(Beginning of SUPPLIED ENTRIES)

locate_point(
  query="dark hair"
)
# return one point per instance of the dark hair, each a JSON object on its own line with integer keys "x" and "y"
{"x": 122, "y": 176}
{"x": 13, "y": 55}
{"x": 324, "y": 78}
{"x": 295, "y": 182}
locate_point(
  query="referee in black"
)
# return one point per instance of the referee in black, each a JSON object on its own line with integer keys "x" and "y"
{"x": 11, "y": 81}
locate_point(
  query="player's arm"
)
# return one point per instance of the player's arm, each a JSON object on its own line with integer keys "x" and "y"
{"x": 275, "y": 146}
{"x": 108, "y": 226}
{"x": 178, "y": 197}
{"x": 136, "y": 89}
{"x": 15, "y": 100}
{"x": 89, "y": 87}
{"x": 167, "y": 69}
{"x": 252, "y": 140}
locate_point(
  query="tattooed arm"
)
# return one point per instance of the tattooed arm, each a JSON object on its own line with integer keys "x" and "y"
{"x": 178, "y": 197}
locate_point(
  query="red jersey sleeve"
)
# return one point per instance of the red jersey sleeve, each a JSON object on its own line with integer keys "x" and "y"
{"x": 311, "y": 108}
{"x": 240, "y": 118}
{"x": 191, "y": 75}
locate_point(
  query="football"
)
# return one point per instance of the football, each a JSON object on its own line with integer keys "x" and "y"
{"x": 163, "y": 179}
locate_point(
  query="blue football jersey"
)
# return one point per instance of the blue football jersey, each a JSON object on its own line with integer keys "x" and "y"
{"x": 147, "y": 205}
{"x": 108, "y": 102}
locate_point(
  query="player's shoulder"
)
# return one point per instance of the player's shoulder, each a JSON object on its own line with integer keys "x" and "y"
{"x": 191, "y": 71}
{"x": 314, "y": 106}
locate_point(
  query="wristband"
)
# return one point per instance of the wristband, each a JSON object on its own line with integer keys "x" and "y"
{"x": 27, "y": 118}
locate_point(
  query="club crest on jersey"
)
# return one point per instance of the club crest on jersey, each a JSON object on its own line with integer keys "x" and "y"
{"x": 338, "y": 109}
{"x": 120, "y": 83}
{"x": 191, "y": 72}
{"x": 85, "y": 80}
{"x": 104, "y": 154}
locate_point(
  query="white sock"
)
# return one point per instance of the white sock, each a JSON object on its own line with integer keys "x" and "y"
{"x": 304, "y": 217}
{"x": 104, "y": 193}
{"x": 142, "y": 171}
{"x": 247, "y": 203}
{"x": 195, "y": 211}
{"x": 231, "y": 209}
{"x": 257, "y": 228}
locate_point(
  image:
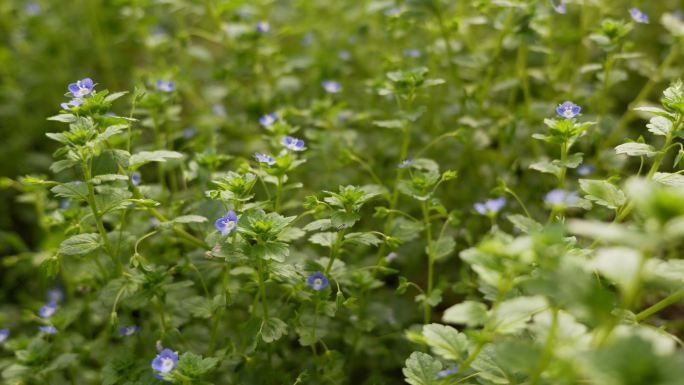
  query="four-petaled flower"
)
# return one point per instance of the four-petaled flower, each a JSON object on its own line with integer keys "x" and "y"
{"x": 560, "y": 8}
{"x": 265, "y": 158}
{"x": 491, "y": 206}
{"x": 317, "y": 281}
{"x": 165, "y": 85}
{"x": 447, "y": 372}
{"x": 585, "y": 169}
{"x": 560, "y": 197}
{"x": 331, "y": 86}
{"x": 49, "y": 329}
{"x": 405, "y": 163}
{"x": 135, "y": 178}
{"x": 48, "y": 310}
{"x": 164, "y": 362}
{"x": 71, "y": 104}
{"x": 293, "y": 144}
{"x": 81, "y": 88}
{"x": 263, "y": 27}
{"x": 227, "y": 223}
{"x": 568, "y": 110}
{"x": 638, "y": 16}
{"x": 268, "y": 119}
{"x": 126, "y": 331}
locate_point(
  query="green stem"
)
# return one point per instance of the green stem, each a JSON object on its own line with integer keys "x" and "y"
{"x": 428, "y": 234}
{"x": 98, "y": 219}
{"x": 335, "y": 251}
{"x": 660, "y": 305}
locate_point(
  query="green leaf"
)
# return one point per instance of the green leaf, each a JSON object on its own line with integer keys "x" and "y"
{"x": 80, "y": 244}
{"x": 421, "y": 369}
{"x": 603, "y": 193}
{"x": 659, "y": 125}
{"x": 144, "y": 157}
{"x": 635, "y": 149}
{"x": 272, "y": 329}
{"x": 469, "y": 313}
{"x": 445, "y": 341}
{"x": 442, "y": 247}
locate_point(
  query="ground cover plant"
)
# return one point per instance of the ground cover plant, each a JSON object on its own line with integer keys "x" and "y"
{"x": 342, "y": 192}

(End of SUPPLIED ENTRIES)

TASK ITEM: Omit the pictures and restate the rest of the records verbatim.

SOLUTION FOR THIS PROBLEM:
locate_point(
  query="dark hair"
)
# return one point per instance of the dark hair, each a JSON object on its own line with integer keys "x" and "y"
{"x": 122, "y": 176}
{"x": 13, "y": 55}
{"x": 324, "y": 78}
{"x": 295, "y": 182}
locate_point(
  query="referee in black"
)
# return one point per instance of the referee in black, each a JSON object on its own line with integer keys "x" and "y"
{"x": 11, "y": 81}
locate_point(
  query="player's arm"
)
# return one point per instance of the player's arm, each a JSON object on its own line with integer keys "x" and "y"
{"x": 275, "y": 146}
{"x": 108, "y": 226}
{"x": 178, "y": 197}
{"x": 136, "y": 89}
{"x": 15, "y": 100}
{"x": 89, "y": 87}
{"x": 167, "y": 69}
{"x": 252, "y": 140}
locate_point(
  query="tattooed arm"
)
# return one point per instance of the tattooed arm, each a JSON object on its own line with integer keys "x" and "y"
{"x": 178, "y": 197}
locate_point(
  query="red jersey sleeve"
)
# return one point per instance of the red jersey sleeve, each a JSON object on its own line with integer keys "x" and "y"
{"x": 311, "y": 108}
{"x": 240, "y": 118}
{"x": 191, "y": 75}
locate_point(
  query="football"
)
# return one point per instance of the football, each a JSON object on its own line with integer keys "x" and "y"
{"x": 163, "y": 179}
locate_point(
  query="blue football jersey"
)
# return one point per instance of the blue football jersey, each a JSON object on its own line with integer keys "x" and "y"
{"x": 147, "y": 205}
{"x": 108, "y": 102}
locate_point(
  query="player's shoulder"
)
# return one point per instance of the player's shoulder, each a JSON object on its own line with integer keys "x" and "y"
{"x": 191, "y": 71}
{"x": 314, "y": 106}
locate_point(
  query="wristband"
)
# return one point per instance of the wristband, each a JSON object on its own line with integer keys "x" and "y"
{"x": 27, "y": 118}
locate_point(
  query="club crest on jersey"
)
# return one point per instance of the club crest on jersey, each a JSON object on its own line with integer keys "x" and "y"
{"x": 338, "y": 109}
{"x": 120, "y": 83}
{"x": 191, "y": 72}
{"x": 85, "y": 80}
{"x": 104, "y": 154}
locate_point(
  query="white sock"
)
# return one point per instance of the white sock, each a JSON object on its own line with integer keys "x" and "y"
{"x": 304, "y": 217}
{"x": 104, "y": 193}
{"x": 142, "y": 171}
{"x": 247, "y": 203}
{"x": 195, "y": 211}
{"x": 231, "y": 209}
{"x": 257, "y": 228}
locate_point(
  image:
  query="four-petaled flower"
)
# return one point per instance of the four-petaled flower, each a JSON object on its own line with integer keys "x" and "y"
{"x": 560, "y": 8}
{"x": 265, "y": 158}
{"x": 491, "y": 206}
{"x": 317, "y": 281}
{"x": 165, "y": 85}
{"x": 447, "y": 372}
{"x": 585, "y": 169}
{"x": 560, "y": 197}
{"x": 331, "y": 86}
{"x": 49, "y": 329}
{"x": 405, "y": 163}
{"x": 135, "y": 178}
{"x": 48, "y": 310}
{"x": 164, "y": 362}
{"x": 71, "y": 104}
{"x": 293, "y": 144}
{"x": 81, "y": 88}
{"x": 263, "y": 27}
{"x": 227, "y": 223}
{"x": 568, "y": 110}
{"x": 638, "y": 16}
{"x": 268, "y": 119}
{"x": 126, "y": 331}
locate_point(
  query="green stem"
)
# return one point per instance of the green stem, each a JSON object on its own line with integer keys "x" and "y"
{"x": 428, "y": 234}
{"x": 98, "y": 219}
{"x": 335, "y": 251}
{"x": 660, "y": 305}
locate_point(
  query="green leaf"
)
# return one point per instance of the green leaf, each a JSON object on its own line with integer keys "x" and "y"
{"x": 80, "y": 244}
{"x": 421, "y": 369}
{"x": 603, "y": 193}
{"x": 659, "y": 125}
{"x": 144, "y": 157}
{"x": 635, "y": 149}
{"x": 272, "y": 329}
{"x": 469, "y": 313}
{"x": 445, "y": 341}
{"x": 442, "y": 247}
locate_point(
  query="ground cover plant"
)
# return one point per instance of the ground cover plant, each a JSON object on its own line with integer keys "x" and "y"
{"x": 342, "y": 192}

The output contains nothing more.